- What you are asked to do -
Rewrite the listing below with every "annotate" replaced by "mark" and all other text left unchanged. Omit the pictures from your copy.

- Excerpted data -
---------------

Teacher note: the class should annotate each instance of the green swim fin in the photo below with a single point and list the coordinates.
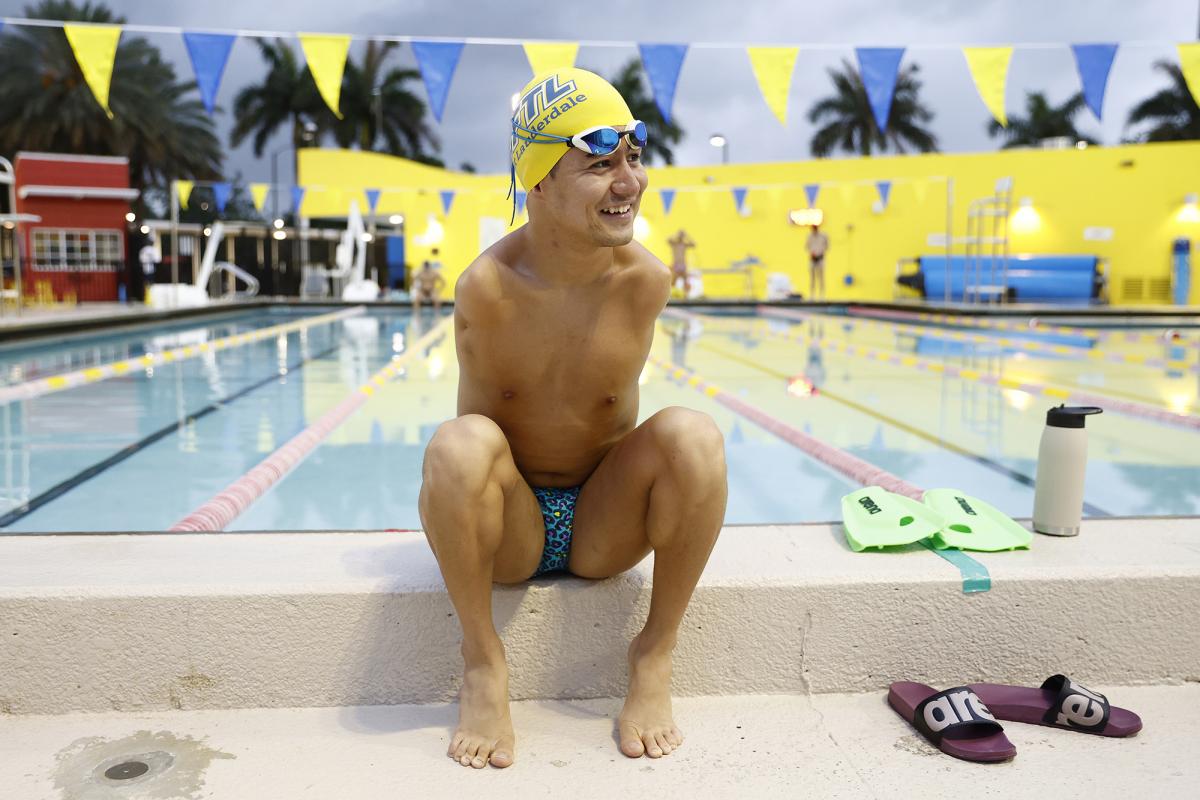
(972, 524)
(875, 517)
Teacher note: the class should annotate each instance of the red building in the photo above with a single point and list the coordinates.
(78, 248)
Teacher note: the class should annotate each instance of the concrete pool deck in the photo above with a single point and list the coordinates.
(835, 746)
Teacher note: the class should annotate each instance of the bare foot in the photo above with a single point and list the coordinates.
(646, 725)
(485, 728)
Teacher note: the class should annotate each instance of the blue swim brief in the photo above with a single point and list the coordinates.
(558, 515)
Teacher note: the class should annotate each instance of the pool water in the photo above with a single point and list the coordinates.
(141, 450)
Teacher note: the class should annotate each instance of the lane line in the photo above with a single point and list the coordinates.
(85, 475)
(1129, 408)
(983, 338)
(227, 505)
(31, 389)
(983, 461)
(973, 575)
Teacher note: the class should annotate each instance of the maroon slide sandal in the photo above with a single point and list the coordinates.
(955, 720)
(1060, 703)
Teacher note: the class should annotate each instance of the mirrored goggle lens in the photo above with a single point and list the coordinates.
(603, 142)
(639, 136)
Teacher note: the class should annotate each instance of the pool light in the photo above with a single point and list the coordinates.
(1191, 210)
(1026, 218)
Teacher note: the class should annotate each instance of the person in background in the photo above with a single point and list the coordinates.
(679, 246)
(427, 286)
(817, 247)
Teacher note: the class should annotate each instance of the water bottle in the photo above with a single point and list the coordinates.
(1062, 462)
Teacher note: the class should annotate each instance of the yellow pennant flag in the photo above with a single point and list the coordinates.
(258, 192)
(773, 67)
(327, 62)
(95, 48)
(184, 188)
(545, 56)
(989, 70)
(1189, 61)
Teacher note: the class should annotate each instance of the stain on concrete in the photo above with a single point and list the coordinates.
(916, 745)
(174, 768)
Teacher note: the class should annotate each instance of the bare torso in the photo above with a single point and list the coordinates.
(556, 367)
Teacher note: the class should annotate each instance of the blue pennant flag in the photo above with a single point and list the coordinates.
(667, 196)
(885, 188)
(209, 54)
(437, 62)
(739, 197)
(879, 67)
(663, 64)
(1093, 62)
(221, 193)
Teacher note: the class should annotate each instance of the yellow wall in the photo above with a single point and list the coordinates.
(1135, 190)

---------------

- Result of this exercise -
Teacher note: the class should mark each instance of the green swim fin in the photo below with a single point and list the coordinates.
(972, 524)
(875, 517)
Teacher note: the class should mark each instance of the red building in the photo above with a single point and list the coordinates.
(78, 248)
Teacher note: the class should mark each instance of the concrete pool deck in the photo above with a single point and list the coordinates.
(835, 746)
Teacher note: the class should mark each instance of the bare foot in the photo above with a single point and list the coordinates.
(646, 725)
(485, 728)
Teacher note: the class should mark each instance of the blue swim brief in the photo above with a single point and list the coordinates.
(558, 515)
Teacher note: the class should mark each instance of the pool water in the photo above with a single point and list the coordinates.
(141, 450)
Teacher note: the class should mark each instance of the lane line in the photo above with a single point and list the coordinates.
(85, 475)
(1129, 408)
(983, 338)
(227, 505)
(31, 389)
(983, 461)
(973, 575)
Teacher note: the class should mark each instance of the maroon slide sandal in the photo above with a single point and list the coordinates.
(955, 720)
(1060, 703)
Teacher note: the class should mark each instance of the mirrored goggle lens in the photo above with a single point and list the coordinates.
(603, 142)
(639, 136)
Teacher note: the class should mark each instance of the pool light in the photo above with a single point and list the coordinates.
(1191, 210)
(1026, 218)
Teacher note: the class should mark each instance of the person in background in the photo above with a single point and list the coordinates.
(679, 246)
(427, 286)
(817, 247)
Teacher note: the class should mark each instance of the water bottle in the photo above with a single point and list the coordinates.
(1062, 462)
Teacher note: the class should mark each instance of the yellow pennant flag in the photo above with a single point and list the coordinates.
(258, 192)
(773, 67)
(327, 62)
(95, 48)
(184, 188)
(545, 56)
(989, 70)
(1189, 61)
Teacher note: the class should mark each instance of the stain on concrete in the photo above with a single point and list the coordinates.
(916, 745)
(174, 768)
Teacher note: the class should mark each instance of the bare torso in the photo above with a single point and list the coordinates.
(556, 367)
Teacher note: the class should mark each instance of the blue pennant flag in the photo above with a single point and list the coordinates.
(667, 196)
(885, 188)
(209, 54)
(437, 62)
(739, 197)
(879, 67)
(663, 64)
(1093, 62)
(221, 193)
Teacher note: the class should mark each instance of the yellow wall in the photo above with a single point and list the coordinates.
(1135, 190)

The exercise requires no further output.